::: AVAILABLE DATA

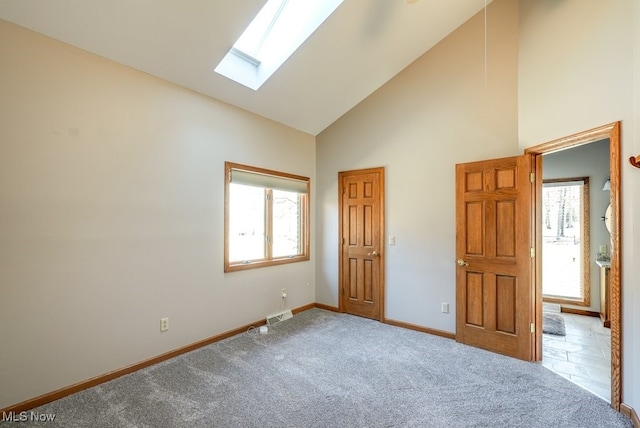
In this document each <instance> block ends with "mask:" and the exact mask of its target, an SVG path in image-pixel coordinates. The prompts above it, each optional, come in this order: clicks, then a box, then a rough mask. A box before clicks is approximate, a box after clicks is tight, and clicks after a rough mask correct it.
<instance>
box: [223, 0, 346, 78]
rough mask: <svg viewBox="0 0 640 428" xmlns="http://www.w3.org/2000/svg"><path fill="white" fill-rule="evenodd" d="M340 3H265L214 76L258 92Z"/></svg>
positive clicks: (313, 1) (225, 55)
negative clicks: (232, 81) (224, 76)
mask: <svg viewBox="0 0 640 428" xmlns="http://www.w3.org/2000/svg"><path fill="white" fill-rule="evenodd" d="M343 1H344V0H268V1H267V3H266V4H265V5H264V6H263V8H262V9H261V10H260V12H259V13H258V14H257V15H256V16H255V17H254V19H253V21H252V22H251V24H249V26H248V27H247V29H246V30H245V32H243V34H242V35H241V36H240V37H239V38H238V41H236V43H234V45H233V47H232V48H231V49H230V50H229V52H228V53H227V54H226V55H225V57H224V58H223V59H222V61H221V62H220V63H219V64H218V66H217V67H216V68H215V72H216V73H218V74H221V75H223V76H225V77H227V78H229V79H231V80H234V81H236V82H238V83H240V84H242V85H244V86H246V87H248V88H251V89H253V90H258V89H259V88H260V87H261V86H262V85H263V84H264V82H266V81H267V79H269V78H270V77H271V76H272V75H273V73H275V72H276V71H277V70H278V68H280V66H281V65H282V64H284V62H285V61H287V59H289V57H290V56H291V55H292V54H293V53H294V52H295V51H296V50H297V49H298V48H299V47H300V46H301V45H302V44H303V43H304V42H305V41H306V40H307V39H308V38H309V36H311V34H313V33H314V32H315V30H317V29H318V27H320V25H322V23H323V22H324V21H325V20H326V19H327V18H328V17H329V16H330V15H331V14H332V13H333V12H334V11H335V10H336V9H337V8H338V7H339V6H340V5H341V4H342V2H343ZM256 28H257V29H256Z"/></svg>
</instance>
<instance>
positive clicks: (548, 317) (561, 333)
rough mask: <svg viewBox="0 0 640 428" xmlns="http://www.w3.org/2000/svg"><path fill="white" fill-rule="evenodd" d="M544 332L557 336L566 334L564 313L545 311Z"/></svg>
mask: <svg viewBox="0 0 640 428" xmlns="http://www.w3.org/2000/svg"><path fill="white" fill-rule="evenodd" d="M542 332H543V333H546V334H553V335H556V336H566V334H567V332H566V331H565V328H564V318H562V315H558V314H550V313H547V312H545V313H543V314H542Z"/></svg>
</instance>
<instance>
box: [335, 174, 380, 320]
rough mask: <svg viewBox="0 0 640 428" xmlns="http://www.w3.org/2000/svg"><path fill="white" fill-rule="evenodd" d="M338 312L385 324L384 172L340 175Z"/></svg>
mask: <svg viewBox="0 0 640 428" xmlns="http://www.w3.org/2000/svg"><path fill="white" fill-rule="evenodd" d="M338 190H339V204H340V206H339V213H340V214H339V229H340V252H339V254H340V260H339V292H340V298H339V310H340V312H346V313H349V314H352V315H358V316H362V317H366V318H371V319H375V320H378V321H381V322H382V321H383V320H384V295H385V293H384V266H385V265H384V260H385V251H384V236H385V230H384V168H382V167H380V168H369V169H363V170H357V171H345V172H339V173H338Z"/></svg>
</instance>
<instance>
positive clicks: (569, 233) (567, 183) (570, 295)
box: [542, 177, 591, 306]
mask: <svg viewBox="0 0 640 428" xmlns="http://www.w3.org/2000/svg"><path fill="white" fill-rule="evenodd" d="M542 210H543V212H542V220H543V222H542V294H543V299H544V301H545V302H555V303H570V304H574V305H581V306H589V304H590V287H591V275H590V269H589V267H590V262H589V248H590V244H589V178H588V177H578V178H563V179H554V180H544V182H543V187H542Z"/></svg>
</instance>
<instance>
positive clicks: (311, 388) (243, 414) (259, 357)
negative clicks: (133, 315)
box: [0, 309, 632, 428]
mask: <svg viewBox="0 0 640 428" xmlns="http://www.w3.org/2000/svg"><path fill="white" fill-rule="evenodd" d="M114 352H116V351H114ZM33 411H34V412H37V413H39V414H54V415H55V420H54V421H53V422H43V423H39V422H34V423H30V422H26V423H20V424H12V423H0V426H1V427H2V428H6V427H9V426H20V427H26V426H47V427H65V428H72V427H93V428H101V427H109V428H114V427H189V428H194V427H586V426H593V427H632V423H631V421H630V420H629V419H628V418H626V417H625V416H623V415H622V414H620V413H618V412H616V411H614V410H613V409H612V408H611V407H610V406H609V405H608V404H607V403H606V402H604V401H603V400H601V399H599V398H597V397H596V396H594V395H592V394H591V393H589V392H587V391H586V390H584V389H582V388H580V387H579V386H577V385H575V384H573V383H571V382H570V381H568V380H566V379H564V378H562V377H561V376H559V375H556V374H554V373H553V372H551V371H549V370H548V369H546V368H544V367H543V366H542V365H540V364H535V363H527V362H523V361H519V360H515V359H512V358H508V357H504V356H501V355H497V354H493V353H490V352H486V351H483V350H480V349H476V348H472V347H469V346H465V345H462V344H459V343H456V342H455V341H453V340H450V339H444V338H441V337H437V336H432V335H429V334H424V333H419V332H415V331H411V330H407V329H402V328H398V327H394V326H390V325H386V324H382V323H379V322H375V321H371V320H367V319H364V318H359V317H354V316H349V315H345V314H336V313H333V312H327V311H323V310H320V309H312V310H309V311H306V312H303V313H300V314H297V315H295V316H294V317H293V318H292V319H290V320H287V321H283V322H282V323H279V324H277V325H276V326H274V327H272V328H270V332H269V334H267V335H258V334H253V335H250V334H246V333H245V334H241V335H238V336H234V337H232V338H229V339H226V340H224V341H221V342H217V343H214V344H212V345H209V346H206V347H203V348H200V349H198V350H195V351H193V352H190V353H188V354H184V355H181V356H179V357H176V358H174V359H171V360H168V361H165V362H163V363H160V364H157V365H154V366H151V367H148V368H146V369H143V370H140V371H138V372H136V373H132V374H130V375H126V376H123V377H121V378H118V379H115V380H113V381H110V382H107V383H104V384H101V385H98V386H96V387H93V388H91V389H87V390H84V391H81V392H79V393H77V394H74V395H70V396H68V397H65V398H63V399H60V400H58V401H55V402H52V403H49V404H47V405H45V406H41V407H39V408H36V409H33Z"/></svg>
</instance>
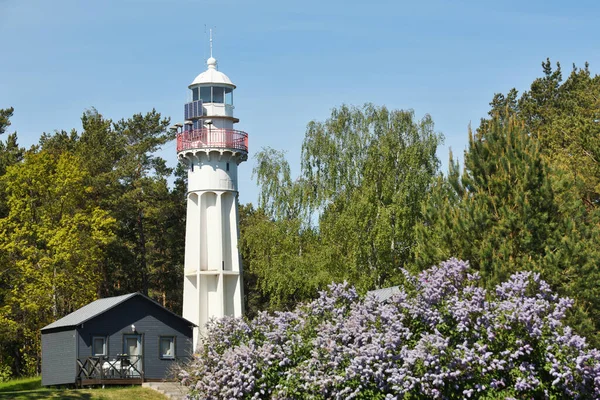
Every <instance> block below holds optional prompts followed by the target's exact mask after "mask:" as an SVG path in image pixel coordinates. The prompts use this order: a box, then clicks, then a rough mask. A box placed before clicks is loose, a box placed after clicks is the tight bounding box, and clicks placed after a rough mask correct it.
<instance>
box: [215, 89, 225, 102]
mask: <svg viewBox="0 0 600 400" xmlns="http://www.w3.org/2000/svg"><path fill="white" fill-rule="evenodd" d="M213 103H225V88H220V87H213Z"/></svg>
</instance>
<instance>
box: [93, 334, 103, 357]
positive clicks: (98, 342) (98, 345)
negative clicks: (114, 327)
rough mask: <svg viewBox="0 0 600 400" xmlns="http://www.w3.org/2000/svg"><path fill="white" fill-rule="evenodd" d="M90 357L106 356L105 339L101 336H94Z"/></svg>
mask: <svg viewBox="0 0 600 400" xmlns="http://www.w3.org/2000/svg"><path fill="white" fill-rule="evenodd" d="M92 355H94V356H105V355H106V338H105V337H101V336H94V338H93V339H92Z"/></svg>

::::::
::: AVAILABLE DATA

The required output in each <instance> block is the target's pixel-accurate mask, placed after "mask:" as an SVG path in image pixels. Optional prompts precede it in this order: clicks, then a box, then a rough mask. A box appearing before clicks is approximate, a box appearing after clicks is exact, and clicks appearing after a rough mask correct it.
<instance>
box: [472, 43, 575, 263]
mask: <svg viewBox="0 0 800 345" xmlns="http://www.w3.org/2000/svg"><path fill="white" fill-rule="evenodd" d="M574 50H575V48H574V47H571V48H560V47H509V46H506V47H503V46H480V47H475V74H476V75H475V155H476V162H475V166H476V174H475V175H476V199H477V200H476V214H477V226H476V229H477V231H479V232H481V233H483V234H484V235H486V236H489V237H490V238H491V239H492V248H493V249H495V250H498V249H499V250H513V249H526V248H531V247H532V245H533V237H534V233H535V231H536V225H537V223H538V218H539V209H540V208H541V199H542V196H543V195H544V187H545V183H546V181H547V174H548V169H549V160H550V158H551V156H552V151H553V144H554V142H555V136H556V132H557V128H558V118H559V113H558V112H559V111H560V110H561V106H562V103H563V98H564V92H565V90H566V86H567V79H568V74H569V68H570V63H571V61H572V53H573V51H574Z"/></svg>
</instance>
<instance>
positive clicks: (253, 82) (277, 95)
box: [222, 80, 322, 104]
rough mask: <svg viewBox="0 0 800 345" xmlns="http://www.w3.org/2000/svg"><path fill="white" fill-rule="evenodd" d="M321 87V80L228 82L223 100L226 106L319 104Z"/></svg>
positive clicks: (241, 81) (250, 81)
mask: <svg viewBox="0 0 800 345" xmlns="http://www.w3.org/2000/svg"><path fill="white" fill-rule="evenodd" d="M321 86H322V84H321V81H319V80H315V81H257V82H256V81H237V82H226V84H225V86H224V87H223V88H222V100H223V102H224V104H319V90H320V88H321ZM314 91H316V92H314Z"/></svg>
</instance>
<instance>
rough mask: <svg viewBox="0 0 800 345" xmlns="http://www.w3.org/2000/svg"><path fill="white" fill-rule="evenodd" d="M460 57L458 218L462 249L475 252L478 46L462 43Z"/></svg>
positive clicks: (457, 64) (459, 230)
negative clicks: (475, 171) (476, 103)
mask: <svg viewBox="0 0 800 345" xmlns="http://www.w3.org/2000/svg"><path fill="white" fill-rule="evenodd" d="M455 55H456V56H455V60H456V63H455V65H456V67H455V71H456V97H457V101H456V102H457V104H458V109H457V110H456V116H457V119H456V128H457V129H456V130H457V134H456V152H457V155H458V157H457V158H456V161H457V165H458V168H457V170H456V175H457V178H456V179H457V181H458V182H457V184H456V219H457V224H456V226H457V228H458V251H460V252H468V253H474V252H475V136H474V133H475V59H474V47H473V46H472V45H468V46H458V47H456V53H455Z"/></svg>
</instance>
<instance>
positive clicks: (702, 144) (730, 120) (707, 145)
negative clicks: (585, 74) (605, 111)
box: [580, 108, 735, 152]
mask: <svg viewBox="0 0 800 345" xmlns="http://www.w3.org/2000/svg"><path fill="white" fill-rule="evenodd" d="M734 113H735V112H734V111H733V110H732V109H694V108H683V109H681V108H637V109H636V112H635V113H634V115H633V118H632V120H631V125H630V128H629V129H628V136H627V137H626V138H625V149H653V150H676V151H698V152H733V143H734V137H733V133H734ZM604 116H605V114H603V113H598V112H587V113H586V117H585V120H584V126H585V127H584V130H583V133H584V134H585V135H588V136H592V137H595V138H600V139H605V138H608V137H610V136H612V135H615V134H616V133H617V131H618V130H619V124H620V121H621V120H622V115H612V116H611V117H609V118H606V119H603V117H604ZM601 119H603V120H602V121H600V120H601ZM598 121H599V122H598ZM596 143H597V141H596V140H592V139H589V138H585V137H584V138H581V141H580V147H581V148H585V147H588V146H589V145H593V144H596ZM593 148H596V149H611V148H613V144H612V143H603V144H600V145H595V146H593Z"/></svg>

::::::
::: AVAILABLE DATA

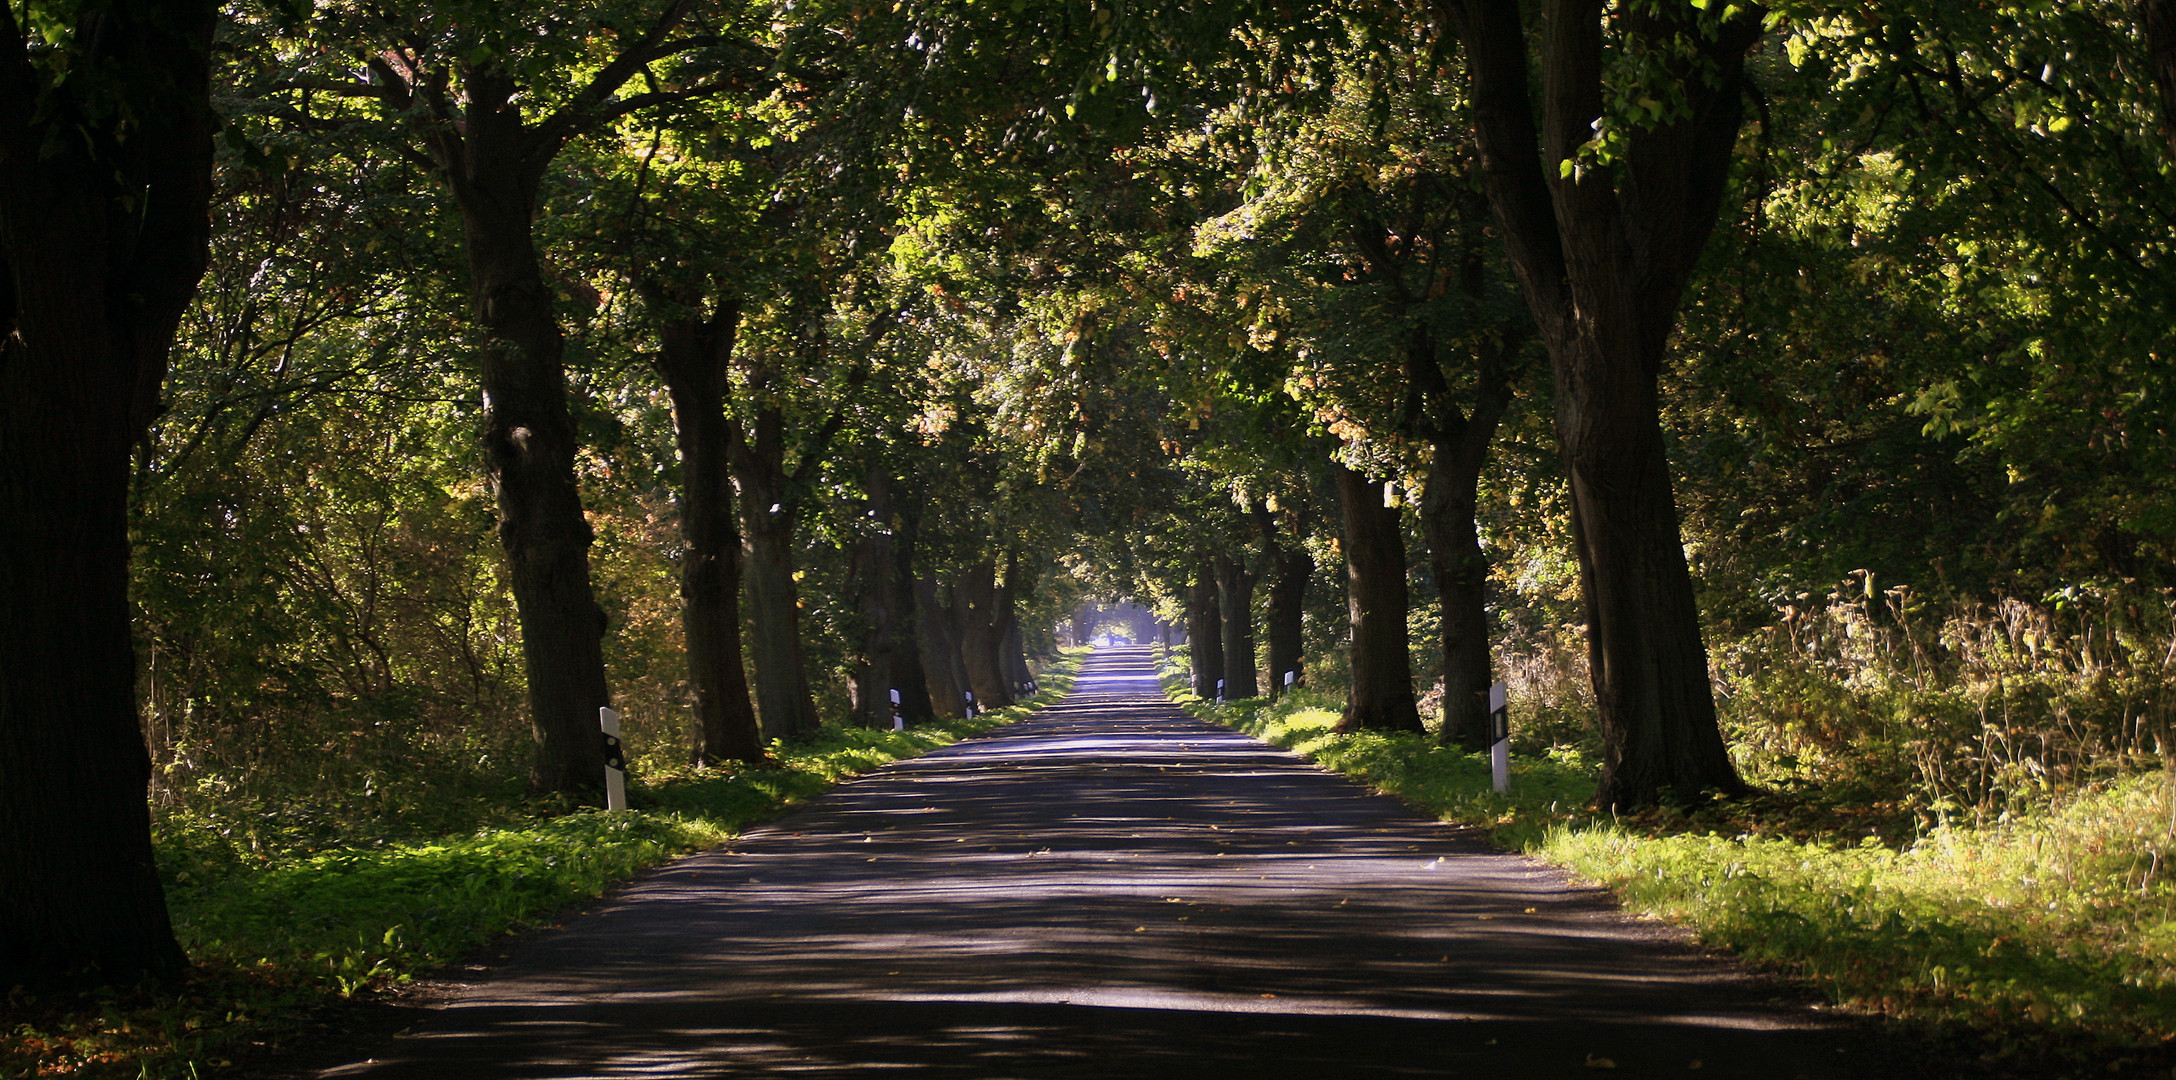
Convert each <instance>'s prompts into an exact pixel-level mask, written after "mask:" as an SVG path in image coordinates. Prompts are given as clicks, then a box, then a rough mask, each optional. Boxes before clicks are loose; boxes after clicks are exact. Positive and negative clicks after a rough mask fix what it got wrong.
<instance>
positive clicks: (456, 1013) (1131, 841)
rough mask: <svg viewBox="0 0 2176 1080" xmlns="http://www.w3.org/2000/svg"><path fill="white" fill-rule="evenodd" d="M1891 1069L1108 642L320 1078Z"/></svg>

::::::

Arrange the data from the line containing "In this document" through the line containing "positive clicks: (313, 1) (225, 55)" as a numbered list, leaving out any blank lines.

## SOLUTION FOR THIS TASK
1. In this document each <instance> block ends with "mask:" and the exact mask of its target, an SVG path in image-pixel coordinates. The prompts above it, each optional, come in this order: clicks, then a box, then a rough mask. A box before clicks is approximate, a box after clicks is tight, and clicks after a rough mask correct it.
2. <instance>
3. box: [223, 0, 346, 78]
4. rough mask: <svg viewBox="0 0 640 428" xmlns="http://www.w3.org/2000/svg"><path fill="white" fill-rule="evenodd" d="M340 3H265L214 76L258 92Z"/></svg>
5. positive clicks: (313, 1) (225, 55)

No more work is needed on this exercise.